_RECORDS SHOWN_
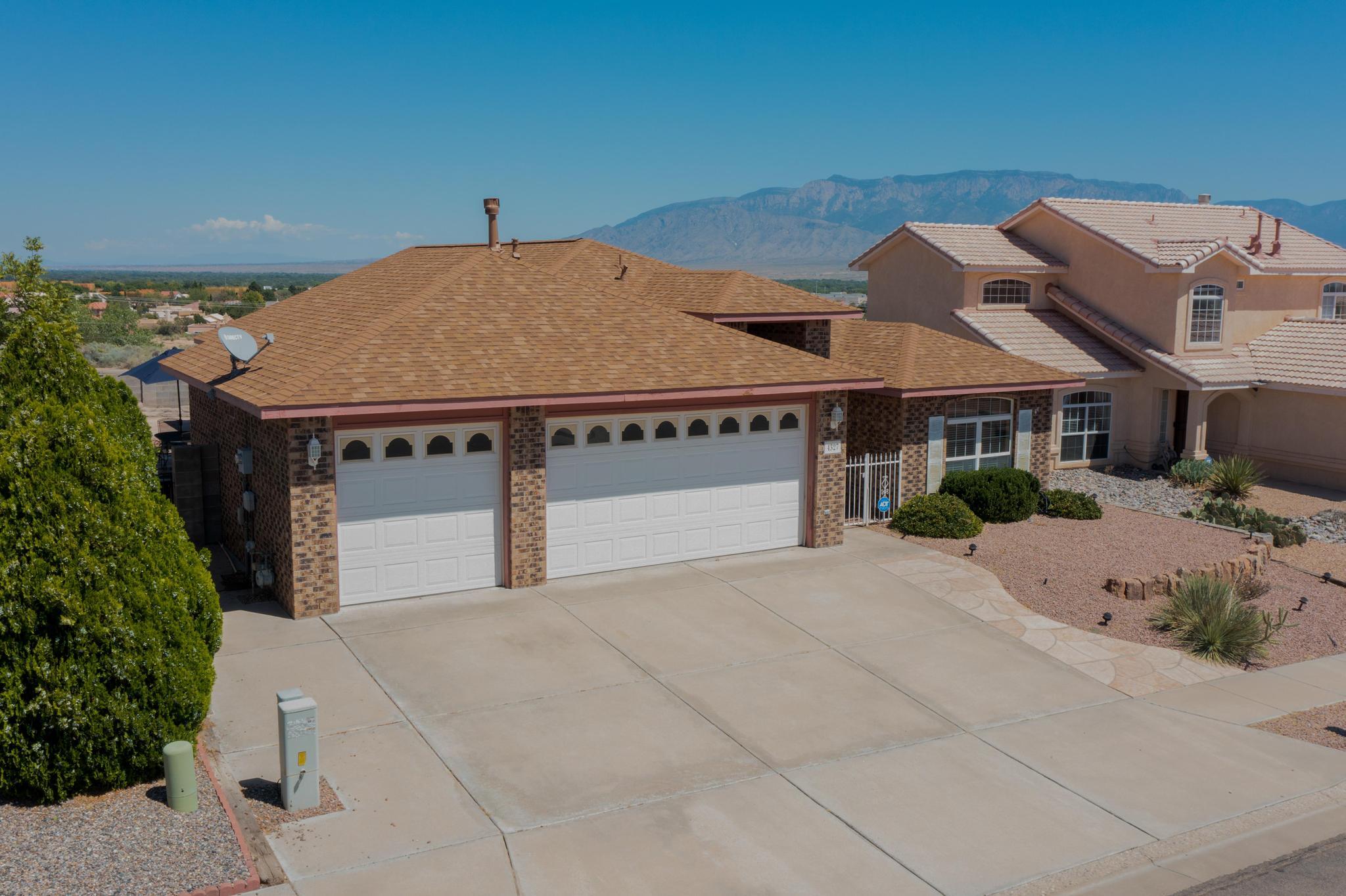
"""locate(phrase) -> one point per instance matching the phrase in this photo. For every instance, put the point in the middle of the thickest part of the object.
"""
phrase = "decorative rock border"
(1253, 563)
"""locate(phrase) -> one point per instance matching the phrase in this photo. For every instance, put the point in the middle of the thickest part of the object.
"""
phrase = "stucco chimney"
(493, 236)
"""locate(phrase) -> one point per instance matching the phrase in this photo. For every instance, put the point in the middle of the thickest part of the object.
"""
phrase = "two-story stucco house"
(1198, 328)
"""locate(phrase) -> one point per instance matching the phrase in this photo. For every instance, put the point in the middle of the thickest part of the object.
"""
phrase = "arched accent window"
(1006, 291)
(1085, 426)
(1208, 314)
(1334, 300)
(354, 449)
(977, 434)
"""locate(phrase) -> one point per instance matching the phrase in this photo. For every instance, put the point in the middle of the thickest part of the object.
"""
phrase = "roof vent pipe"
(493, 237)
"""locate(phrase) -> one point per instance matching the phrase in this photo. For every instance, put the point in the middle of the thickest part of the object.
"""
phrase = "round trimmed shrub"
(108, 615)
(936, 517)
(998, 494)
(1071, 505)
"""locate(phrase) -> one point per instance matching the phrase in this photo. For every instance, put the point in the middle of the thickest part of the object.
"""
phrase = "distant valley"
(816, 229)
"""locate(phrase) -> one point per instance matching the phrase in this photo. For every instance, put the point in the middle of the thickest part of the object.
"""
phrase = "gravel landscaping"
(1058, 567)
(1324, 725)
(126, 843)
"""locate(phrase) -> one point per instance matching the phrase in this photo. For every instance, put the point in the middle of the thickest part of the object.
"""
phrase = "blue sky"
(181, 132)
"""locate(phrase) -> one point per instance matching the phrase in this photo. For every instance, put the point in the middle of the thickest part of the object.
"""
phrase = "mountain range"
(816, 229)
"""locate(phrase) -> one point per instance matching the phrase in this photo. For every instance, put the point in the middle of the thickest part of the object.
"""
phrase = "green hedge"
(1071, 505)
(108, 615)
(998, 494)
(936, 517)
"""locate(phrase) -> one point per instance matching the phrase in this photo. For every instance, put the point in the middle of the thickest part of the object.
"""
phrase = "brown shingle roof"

_EXERCISE DETAILS_
Your answer must be an exact copy of every entry, with no pictures in it.

_EXPECTED OUTPUT_
"""locate(phrase) -> one point per instance matching the phrase in this photo. For every instance, put the point in the middle of the thickest part of the object.
"""
phrase = "decorative rock border"
(1253, 563)
"""locate(phrase) -> one point per instance matching the phrase in this photo. For every instance, put the point in the middle of the thickest part of the object.
"""
phrase = "stucco chimney"
(493, 236)
"""locate(phrase) -> one point per instance matching the phrase in this photo. For every instance, put the point in the middle of the thickest part of the object.
"""
phrase = "two-story stucco house"
(1198, 328)
"""locate(phrase) -> one point per instance matching the phrase in this photo. For every instance, put the point in the middle of the thickest part of the object.
"""
phrase = "arched accent window"
(1006, 291)
(1085, 426)
(1208, 314)
(1334, 300)
(354, 449)
(977, 434)
"""locate(phrase) -> one point per instance matching the phrase in this photo. For every instance, put the point in the middle of the thickest part of the object.
"""
phrase = "roof vent pipe"
(493, 237)
"""locate(phrase) -> one point per instance matching the phrase in this photo. For every instance, put the point in the middle of the thickest part of the object.
"""
phrase = "round trimmed shrub"
(108, 615)
(936, 517)
(998, 494)
(1071, 505)
"""locate(phrase) -> one point per instance matching the phrase in this photo. For every instance, put the point in the middle of the thickest part of the object.
"""
phrase = "distant valley"
(816, 229)
"""locate(phrase) -> one point per instance matching the phrase in this photo. For every instance, put the point in the middle of the thickest part of the object.
"""
phrase = "gravel landscaping"
(1058, 567)
(1324, 725)
(126, 843)
"""locate(phrase) -> one point per instance matching the phrase in this photo. For every instance, put the point in the middle of the thickest part of the object.
"""
phrase = "blue sky"
(181, 132)
"""locate(phrase) -> one point per instance matching the phrase in this photo. For every instance, put the point in the middle of the thickest part of the object.
"""
phrase = "mountain range"
(816, 229)
"""locate(phrase) -> one point per instance matching the phrase in this photo. For every instance, put the point in the middle of the thickest part of the object.
"""
phrase = "green hedge"
(1071, 505)
(108, 615)
(998, 494)
(936, 517)
"""locate(phrase) -> one point per instance matching the phrase in this photo. For every instance, put the point in the middle of the thickest part of the object.
"""
phrase = "brown shingle roof"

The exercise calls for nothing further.